• _Text excerpt_
______
= Charles Zeuner =

American organist and composer

Charles Zeuner (20 September 1795 Eisleben, Saxony – 7 November 1857 Philadelphia) was an American organist and composer originally active in Germany, then in Boston and Philadelphia in the United States.

==Biography==
He was baptized as Heinrich Christoph, but changed his name when he came to the United States, probably in 1830, though some reports say 1824. He studied with Johann Nepomuk Hummel and Michael Gotthard Fischer. He settled in Boston where he made his debut as organist, pianist and vocalist on 13 February 1830. He was organist for Park Street Church and the Handel and Haydn Society 1830–1837. His oratorio “The Feast of Tabernacles,” which was published in 1832, was premiered by the Boston Academy of Music in 1837 at the Odeon. It was the first work of its kind composed in America. He was appointed president of the Handel and Haydn Society in 1838.

A disagreement with the trustees led to his resignation from the Handel and Haydn Society in 1839. He departed for Philadelphia where he was organist for St. Andrew's Episcopal Church and then Arch Street Presbyterian Church. For several years, he showed symptoms of insanity; these, at first, were not thought by others to be serious, but on a trip to West Philadelphia he committed suicide.

==Legacy==
He raised the standard for classical music in the United States. His manuscripts and printed scores went to the Newland/Zeuner collection of the Library of Congress.

==Works==
Besides his oratorio, he issued some collections of music, notably “The American Harp” (Boston, 1839) and “Ancient Lyre” (1848). He also wrote a piece for organ entitled "Rail Road Waltz" and two concertos for organ and orchestra.
______
• _Brief A_
Please list every musical work that the Charles Zeuner article names by title.
• _Brief B_
Copy the part of the Charles Zeuner article starting with "A disagreement with" and going on through "organ and orchestra.".

(Stored items from a collection)
______
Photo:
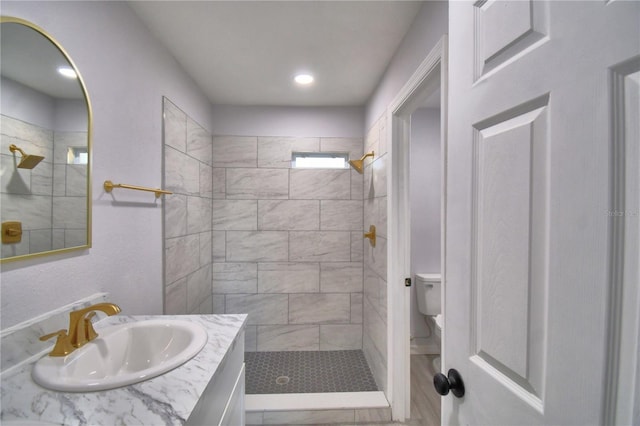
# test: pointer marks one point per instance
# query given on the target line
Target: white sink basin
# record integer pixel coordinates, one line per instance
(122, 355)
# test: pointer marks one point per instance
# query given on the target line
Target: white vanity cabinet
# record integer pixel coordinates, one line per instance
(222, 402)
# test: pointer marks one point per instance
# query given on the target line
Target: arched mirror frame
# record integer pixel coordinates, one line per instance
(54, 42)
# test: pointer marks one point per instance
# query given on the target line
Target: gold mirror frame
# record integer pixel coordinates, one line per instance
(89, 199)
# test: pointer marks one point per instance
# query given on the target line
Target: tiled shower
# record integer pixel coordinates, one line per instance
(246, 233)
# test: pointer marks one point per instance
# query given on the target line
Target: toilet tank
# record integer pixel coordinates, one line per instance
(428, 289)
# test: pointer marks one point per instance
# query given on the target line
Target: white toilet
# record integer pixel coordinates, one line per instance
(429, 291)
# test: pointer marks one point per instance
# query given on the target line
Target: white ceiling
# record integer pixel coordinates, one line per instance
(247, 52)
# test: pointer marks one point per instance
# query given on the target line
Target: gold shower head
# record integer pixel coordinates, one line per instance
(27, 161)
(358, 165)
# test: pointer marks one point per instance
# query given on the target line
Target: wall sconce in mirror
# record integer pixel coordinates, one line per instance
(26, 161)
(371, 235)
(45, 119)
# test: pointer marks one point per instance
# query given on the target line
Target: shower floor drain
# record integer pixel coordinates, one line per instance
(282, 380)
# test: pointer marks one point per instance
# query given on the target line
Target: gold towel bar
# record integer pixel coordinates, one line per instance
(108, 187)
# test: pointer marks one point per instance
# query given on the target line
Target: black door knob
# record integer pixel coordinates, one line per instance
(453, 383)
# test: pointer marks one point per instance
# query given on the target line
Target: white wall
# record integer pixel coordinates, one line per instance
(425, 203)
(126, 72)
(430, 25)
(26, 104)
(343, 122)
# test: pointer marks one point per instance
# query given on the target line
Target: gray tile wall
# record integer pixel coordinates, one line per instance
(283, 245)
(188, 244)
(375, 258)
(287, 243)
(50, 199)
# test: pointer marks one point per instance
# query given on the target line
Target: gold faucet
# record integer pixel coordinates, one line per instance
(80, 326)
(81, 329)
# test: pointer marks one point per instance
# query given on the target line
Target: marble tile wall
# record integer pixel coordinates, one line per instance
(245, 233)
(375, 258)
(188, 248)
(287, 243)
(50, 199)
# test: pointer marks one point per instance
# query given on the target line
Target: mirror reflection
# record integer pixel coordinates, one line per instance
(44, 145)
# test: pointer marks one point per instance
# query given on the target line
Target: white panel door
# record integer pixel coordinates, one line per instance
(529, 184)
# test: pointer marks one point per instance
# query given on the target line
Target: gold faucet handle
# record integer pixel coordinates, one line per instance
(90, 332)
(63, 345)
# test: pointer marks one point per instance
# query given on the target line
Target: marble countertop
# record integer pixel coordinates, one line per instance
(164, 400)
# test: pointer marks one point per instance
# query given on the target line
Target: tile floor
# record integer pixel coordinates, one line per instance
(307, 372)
______
• _Response box A_
- "The Feast of Tabernacles"
- "The American Harp"
- "Ancient Lyre"
- "Rail Road Waltz"

• _Response box B_
A disagreement with the trustees led to his resignation from the Handel and Haydn Society in 1839. He departed for Philadelphia where he was organist for St. Andrew's Episcopal Church and then Arch Street Presbyterian Church. For several years, he showed symptoms of insanity; these, at first, were not thought by others to be serious, but on a trip to West Philadelphia he committed suicide.

==Legacy==
He raised the standard for classical music in the United States. His manuscripts and printed scores went to the Newland/Zeuner collection of the Library of Congress.

==Works==
Besides his oratorio, he issued some collections of music, notably “The American Harp” (Boston, 1839) and “Ancient Lyre” (1848). He also wrote a piece for organ entitled "Rail Road Waltz" and two concertos for organ and orchestra.